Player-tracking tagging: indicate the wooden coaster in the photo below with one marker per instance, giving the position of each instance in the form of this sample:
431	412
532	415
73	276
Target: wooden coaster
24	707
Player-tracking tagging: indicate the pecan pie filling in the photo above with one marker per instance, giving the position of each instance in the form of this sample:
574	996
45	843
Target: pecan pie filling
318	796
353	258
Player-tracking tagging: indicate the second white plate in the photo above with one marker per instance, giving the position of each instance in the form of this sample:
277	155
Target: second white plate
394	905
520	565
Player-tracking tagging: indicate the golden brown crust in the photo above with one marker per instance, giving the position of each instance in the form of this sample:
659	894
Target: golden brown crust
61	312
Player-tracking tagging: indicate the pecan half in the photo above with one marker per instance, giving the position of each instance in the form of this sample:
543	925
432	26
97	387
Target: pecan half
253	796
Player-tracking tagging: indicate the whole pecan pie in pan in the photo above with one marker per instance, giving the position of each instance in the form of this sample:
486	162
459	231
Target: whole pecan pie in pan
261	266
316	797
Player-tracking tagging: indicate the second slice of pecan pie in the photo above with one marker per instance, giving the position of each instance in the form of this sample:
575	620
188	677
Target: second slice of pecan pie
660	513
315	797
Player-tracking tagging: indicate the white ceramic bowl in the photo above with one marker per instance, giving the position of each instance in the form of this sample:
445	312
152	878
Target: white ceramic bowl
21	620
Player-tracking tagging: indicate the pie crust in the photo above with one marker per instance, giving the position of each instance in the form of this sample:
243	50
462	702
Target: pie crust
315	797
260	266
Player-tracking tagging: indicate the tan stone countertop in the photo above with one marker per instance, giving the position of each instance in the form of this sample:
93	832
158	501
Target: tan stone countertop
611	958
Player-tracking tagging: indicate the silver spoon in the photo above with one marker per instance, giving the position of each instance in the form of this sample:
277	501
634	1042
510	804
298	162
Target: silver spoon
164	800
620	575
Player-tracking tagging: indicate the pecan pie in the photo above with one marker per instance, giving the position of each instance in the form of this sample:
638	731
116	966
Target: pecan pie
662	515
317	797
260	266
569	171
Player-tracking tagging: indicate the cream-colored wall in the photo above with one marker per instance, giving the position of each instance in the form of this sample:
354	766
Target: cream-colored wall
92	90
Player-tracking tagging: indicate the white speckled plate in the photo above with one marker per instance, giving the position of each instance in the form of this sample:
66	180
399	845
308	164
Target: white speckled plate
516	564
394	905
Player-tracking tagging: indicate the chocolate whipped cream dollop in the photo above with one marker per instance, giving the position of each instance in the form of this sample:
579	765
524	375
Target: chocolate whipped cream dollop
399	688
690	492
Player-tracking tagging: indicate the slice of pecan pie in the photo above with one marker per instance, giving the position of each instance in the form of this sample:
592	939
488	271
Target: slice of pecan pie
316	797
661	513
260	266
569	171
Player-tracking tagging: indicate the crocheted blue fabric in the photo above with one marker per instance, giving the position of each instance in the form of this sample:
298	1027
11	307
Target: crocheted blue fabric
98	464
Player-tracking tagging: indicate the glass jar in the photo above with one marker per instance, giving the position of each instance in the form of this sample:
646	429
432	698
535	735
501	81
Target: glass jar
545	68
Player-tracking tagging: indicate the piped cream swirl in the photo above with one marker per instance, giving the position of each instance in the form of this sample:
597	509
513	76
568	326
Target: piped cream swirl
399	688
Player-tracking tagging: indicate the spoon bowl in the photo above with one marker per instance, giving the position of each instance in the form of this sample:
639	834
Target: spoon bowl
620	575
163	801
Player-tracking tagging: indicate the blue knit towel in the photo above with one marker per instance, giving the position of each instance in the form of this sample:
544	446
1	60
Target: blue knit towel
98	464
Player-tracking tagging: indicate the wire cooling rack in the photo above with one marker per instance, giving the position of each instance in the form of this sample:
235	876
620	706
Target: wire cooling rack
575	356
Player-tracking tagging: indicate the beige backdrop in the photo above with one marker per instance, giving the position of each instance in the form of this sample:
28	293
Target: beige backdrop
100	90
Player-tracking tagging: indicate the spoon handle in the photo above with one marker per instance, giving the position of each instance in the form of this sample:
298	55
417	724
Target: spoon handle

━━━

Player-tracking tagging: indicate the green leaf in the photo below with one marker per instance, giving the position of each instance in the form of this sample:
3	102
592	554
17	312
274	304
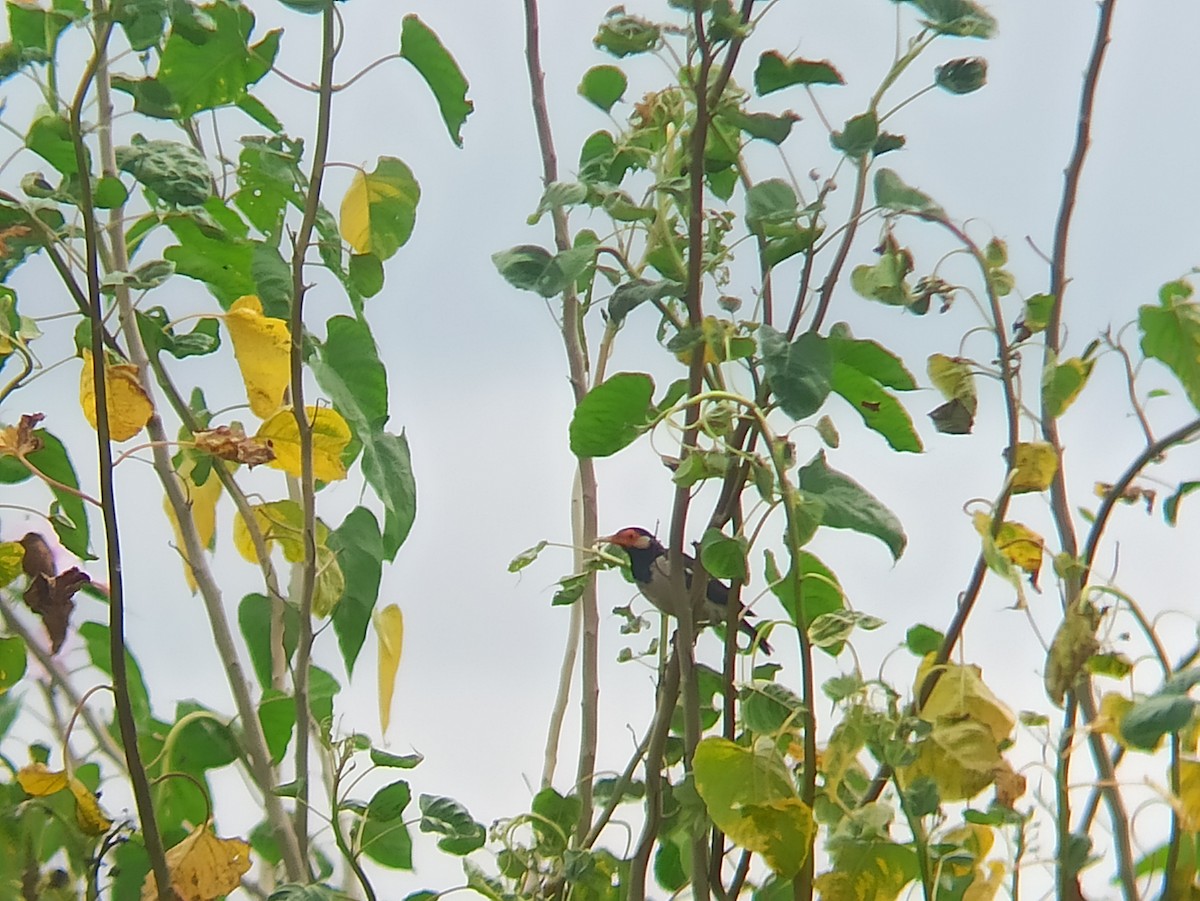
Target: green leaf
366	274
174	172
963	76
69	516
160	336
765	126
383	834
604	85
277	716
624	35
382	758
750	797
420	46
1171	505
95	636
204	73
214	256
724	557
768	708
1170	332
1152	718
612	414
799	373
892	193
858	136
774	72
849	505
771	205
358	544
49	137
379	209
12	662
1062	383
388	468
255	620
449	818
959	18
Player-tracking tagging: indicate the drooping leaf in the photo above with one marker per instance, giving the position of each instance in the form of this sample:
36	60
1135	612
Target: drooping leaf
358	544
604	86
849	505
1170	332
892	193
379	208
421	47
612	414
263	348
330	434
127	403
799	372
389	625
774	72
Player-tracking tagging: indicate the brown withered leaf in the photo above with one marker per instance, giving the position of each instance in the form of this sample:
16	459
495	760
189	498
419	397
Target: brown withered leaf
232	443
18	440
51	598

━━━

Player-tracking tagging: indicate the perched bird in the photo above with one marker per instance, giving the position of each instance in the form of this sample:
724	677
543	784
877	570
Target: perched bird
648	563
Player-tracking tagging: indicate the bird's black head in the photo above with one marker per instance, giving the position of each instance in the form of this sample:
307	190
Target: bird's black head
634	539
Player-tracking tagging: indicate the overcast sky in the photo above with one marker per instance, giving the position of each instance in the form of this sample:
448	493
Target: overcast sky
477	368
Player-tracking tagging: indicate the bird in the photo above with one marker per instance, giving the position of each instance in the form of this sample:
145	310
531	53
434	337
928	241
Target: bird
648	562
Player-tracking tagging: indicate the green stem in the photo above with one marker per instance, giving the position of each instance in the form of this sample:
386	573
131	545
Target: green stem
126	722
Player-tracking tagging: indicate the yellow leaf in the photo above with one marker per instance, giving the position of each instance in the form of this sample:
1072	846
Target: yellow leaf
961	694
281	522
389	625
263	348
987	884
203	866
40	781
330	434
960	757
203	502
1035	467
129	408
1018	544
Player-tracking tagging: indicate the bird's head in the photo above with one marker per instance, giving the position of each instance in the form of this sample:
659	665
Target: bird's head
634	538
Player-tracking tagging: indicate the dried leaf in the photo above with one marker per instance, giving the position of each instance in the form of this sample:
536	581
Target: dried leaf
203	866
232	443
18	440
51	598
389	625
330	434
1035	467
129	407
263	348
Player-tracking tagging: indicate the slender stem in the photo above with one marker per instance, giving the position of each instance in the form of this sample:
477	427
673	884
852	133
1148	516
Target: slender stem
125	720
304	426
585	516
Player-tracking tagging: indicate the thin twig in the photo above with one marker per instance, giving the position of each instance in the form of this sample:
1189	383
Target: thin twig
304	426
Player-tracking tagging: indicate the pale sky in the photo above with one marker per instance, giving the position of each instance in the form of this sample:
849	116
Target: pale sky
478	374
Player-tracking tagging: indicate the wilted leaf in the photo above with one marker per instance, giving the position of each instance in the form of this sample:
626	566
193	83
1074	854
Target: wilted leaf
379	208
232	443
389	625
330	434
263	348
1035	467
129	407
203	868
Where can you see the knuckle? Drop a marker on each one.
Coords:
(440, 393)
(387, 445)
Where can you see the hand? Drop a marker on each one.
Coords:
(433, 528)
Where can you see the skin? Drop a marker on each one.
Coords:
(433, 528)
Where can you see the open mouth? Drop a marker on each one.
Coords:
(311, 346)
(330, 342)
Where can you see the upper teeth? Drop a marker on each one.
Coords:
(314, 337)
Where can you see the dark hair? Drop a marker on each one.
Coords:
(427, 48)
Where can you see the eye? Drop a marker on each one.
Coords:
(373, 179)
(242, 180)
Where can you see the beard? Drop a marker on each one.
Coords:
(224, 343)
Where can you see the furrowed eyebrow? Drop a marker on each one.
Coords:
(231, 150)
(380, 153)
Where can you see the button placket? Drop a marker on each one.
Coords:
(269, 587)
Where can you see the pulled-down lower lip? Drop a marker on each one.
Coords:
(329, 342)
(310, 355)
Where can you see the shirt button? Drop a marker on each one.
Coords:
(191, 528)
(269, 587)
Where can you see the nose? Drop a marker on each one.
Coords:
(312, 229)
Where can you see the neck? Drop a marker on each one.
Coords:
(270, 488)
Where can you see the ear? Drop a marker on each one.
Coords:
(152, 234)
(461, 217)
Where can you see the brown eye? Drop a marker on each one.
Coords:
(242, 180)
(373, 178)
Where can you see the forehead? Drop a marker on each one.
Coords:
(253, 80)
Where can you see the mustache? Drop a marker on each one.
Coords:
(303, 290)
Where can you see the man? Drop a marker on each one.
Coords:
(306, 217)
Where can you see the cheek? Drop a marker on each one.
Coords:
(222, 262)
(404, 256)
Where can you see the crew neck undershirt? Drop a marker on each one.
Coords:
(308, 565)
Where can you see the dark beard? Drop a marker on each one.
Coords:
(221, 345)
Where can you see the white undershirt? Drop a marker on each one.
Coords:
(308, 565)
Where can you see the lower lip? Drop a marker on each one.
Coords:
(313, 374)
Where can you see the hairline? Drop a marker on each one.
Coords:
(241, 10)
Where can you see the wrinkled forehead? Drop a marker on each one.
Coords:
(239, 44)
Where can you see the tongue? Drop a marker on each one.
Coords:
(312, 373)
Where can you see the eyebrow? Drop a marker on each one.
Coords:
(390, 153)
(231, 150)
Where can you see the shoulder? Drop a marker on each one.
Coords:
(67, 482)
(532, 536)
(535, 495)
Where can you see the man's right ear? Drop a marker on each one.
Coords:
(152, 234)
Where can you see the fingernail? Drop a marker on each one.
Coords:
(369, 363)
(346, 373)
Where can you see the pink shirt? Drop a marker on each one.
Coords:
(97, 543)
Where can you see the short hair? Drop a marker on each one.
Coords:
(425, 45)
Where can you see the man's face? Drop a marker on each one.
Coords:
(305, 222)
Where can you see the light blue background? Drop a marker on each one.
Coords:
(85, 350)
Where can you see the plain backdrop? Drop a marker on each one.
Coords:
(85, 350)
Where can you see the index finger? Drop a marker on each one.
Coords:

━━━

Task goal: Return every line of the records in which the word "beard" is found.

Answer space:
Where can you see the beard? Drop a marker on each one.
Where can you see the dark beard? Drop a marker on each one.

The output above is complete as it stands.